[Source material]
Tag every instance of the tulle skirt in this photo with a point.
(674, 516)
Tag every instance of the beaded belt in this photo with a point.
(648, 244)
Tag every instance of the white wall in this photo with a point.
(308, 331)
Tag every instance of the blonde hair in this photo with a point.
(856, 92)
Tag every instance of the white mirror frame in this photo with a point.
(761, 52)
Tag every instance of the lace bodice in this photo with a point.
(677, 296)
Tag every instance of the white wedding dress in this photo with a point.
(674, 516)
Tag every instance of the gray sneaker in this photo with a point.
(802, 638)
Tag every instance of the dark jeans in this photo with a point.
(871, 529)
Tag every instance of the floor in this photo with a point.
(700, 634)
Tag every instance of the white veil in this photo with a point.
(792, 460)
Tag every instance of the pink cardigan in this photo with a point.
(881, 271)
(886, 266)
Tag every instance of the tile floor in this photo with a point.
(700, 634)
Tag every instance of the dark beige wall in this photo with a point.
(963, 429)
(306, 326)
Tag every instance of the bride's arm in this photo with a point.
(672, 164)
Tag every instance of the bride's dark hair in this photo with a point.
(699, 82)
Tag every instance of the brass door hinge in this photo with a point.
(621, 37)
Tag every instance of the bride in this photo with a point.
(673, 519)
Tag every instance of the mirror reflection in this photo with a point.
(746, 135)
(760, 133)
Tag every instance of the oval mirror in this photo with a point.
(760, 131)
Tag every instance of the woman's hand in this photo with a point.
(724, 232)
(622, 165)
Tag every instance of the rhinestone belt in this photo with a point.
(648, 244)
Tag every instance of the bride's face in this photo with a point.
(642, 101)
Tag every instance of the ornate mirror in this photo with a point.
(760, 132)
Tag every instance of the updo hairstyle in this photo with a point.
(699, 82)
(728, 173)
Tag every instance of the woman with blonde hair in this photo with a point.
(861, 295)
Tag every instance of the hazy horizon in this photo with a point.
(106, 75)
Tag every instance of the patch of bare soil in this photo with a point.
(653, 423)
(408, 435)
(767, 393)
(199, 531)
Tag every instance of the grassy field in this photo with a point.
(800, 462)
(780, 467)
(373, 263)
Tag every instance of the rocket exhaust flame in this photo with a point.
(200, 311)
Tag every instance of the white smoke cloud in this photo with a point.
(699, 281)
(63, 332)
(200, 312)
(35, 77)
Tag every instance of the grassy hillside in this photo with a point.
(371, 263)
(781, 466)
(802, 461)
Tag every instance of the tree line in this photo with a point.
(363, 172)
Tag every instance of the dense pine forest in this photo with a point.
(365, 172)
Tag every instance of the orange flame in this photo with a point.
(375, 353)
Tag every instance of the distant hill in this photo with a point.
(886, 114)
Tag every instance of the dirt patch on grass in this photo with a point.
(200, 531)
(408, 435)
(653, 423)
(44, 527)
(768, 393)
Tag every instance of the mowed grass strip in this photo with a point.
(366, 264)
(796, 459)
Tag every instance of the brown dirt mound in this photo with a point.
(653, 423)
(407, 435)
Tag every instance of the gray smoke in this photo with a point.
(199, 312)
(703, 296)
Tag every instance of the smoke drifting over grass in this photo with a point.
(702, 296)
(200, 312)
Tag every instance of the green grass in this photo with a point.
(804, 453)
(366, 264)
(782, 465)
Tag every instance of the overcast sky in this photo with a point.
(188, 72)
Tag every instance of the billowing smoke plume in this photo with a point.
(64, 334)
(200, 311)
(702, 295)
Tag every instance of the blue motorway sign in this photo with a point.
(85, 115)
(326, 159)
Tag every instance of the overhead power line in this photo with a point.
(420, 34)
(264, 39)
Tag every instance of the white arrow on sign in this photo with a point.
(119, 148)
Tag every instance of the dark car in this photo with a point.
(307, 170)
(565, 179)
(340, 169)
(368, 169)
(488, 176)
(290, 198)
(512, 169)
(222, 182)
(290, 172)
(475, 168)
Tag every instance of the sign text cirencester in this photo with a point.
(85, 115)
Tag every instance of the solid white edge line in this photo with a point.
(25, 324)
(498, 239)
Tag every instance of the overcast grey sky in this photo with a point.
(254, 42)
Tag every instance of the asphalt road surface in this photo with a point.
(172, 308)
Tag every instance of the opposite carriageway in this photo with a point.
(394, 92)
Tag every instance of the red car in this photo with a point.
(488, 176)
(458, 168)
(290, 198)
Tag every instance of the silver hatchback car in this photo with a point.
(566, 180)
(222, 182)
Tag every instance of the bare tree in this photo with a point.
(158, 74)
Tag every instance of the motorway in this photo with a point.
[/Source material]
*Work task*. Your response must consist of the entries, reproduced exactly.

*Exercise answer*.
Tag every instance of the tulle skirt in this photo with a point.
(674, 516)
Tag every instance of the beaded belt in this photo with a point.
(648, 244)
Tag every instance of the white wall in this photo with a point.
(308, 331)
Tag every instance of the blonde hair in this photo with a point.
(856, 92)
Tag every instance of the white mirror frame in this photo with a point.
(761, 52)
Tag every instance of the lace bodice in this photo with a point.
(677, 296)
Tag every instance of the white wedding dress in this photo with a point.
(674, 516)
Tag every instance of the gray sneaker in this photo with a point.
(802, 638)
Tag every instance of the dark jeans in this photo with a point.
(871, 529)
Tag every instance of the floor in this photo with a point.
(700, 634)
Tag every instance of the white veil in this photo with a point.
(792, 460)
Tag every instance of the pink cardigan in this photo with a point.
(881, 271)
(886, 266)
Tag every instance of the tile floor in this photo with a point.
(700, 634)
Tag every instance of the dark beige wall in this photo with a point.
(963, 429)
(306, 326)
Tag every instance of the bride's arm in this photo with a point.
(672, 164)
Tag every instance of the bride's dark hair in this photo with a point.
(699, 82)
Tag every instance of the brass door hinge in this photo with a point.
(621, 37)
Tag every instance of the bride in this photo with a point.
(673, 519)
Tag every instance of the mirror reflection in this photo with a point.
(746, 135)
(760, 133)
Tag every instance of the oval mirror in this photo with a point.
(760, 131)
Tag every instance of the woman's hand in this photo with a point.
(724, 232)
(622, 165)
Tag every instance of the rhinestone belt in this photo with a point.
(648, 244)
Tag every instance of the bride's face in this photo with a point.
(642, 101)
Tag every instance of the ornate mirror in this photo with a point.
(760, 132)
Tag every instance of the updo hairstyle in this photo with a point.
(699, 82)
(728, 173)
Tag every instance of the woman with blonde hair in this photo with a point.
(861, 295)
Tag every instance of the hazy horizon in this photo with a point.
(106, 75)
Tag every instance of the patch of bare soil in this photo with a point.
(653, 423)
(408, 435)
(767, 393)
(199, 531)
Tag every instance of the grassy field in this photo with a point.
(800, 462)
(780, 467)
(373, 263)
Tag every instance of the rocket exhaust flame in this photo with a point.
(200, 311)
Tag every instance of the white smoke cloud in this photo with a point.
(699, 281)
(63, 332)
(200, 312)
(35, 77)
Tag every instance of the grassy hillside in this photo with a point.
(371, 263)
(781, 466)
(802, 461)
Tag every instance of the tree line in this photo with a point.
(363, 172)
Tag every instance of the dense pine forest in this photo with a point.
(365, 172)
Tag every instance of the orange flame in this photo with a point.
(375, 353)
Tag every instance of the distant hill in this photo with a point.
(886, 114)
Tag every instance of the dirt patch on grass in this photo with a point.
(200, 531)
(408, 435)
(653, 423)
(44, 527)
(768, 393)
Tag every instance of the mowed grass strip in this photo with a point.
(366, 264)
(796, 459)
Tag every instance of the brown dirt mound in this photo with a point.
(653, 423)
(407, 435)
Tag every instance of the gray smoke in this photo with a point.
(199, 312)
(703, 296)
Tag every instance of the smoke drifting over grass in this photo with a point.
(702, 296)
(200, 312)
Tag every instance of the green grass in this photo with a point.
(804, 453)
(366, 264)
(782, 465)
Tag every instance of the overcast sky in this photo with a point.
(188, 72)
Tag every instance of the billowing smoke plume in this photo with a point.
(64, 334)
(200, 311)
(702, 295)
Tag every instance of the blue motorway sign in this photo with a point.
(85, 115)
(326, 159)
Tag every instance of the overhead power line in this photo with a point.
(420, 34)
(264, 39)
Tag every instance of the white arrow on sign in this photo with a point.
(119, 148)
Tag every instance of the dark car in this photo with a point.
(307, 170)
(565, 179)
(340, 169)
(368, 169)
(488, 176)
(290, 198)
(512, 169)
(222, 182)
(290, 172)
(475, 168)
Tag every instance of the sign text cirencester in this photo with a point.
(85, 115)
Tag every instance of the solid white edge line in this photo with a point.
(25, 324)
(498, 239)
Tag every instance of the overcast grey sky in this photo with a point.
(254, 42)
Tag every instance of the asphalt road surface in this photo with a point.
(172, 308)
Tag every instance of the opposite carriageway in this photo with a point.
(394, 92)
Tag every instance of the red car in this photo with a point.
(488, 176)
(458, 168)
(290, 198)
Tag every instance of the silver hatchback car in this photo with a point.
(566, 180)
(222, 182)
Tag every instance of the bare tree in this photo with a point.
(158, 74)
Tag every instance of the motorway in this photo with a point.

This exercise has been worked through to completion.